In [1]:
# see https://spacy.io and https://spacy.io/api
# now has bert style pretraining, but much faster https://spacy.io/usage/v2-1
# pip install spacy
# spacy download en_core_web_sm
import spacy
from spacy import displacy

In [2]:
nlp = spacy.load('en_core_web_lg')

In [3]:
nlp.pipeline

[('tagger', <spacy.pipeline.pipes.Tagger at 0x7fa23b5220b8>),
 ('parser', <spacy.pipeline.pipes.DependencyParser at 0x7fa239055b88>),
 ('ner', <spacy.pipeline.pipes.EntityRecognizer at 0x7fa239055be8>)]

In [5]:
text = """
We introduce a new language representation model called BERT, which stands for Bidirectional Encoder Representations from Transformers. \
Unlike recent language representation models, BERT is designed to pre-train deep bidirectional representations from unlabeled text by jointly \
conditioning on both left and right context in all layers. As a result, the pre-trained BERT model can be fine-tuned with just one additional \
output layer to create state-of-the-art models for a wide range of tasks, such as question answering and language inference, without substantial \
task-specific architecture modifications.

» THE TASKS
• a. Which three components make up the pipeline in the spaCy notebook?
• b. Pick up the spaCy notebook right after its last line and carry it forward.

» RECORDED DATA
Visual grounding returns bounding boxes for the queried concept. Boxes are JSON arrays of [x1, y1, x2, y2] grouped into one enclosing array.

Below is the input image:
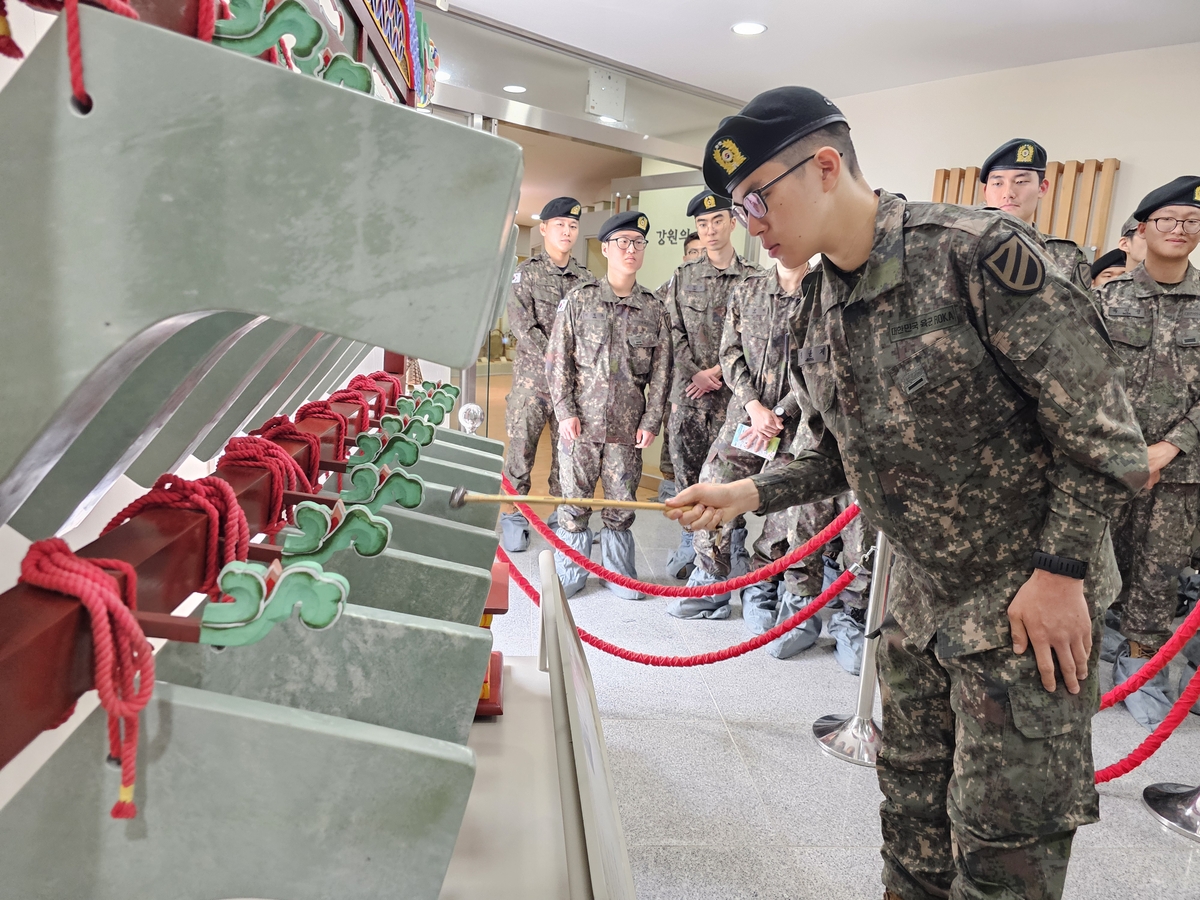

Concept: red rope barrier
[[1096, 666, 1200, 785], [101, 473, 250, 596], [496, 547, 854, 668], [500, 475, 858, 596], [295, 400, 350, 462], [329, 386, 377, 431], [217, 437, 313, 533], [1100, 604, 1200, 709], [250, 415, 320, 485], [62, 0, 138, 113], [20, 538, 154, 818]]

» RESPONSE LIST
• a. The tagger, the parser, and the named entity recognizer ("ner").

• b.
BERT is conceptually simple and empirically powerful. It obtains new state-of-the-art results on eleven natural language processing tasks, \
including pushing the GLUE score to 80.5% (7.7% point absolute improvement), MultiNLI accuracy to 86.7% (4.6% absolute improvement), SQuAD v1.1 \
question answering Test F1 to 93.2 (1.5 point absolute improvement) and SQuAD v2.0 Test F1 to 83.1 (5.1 point absolute improvement). \
"""

In [6]:
doc = nlp(text)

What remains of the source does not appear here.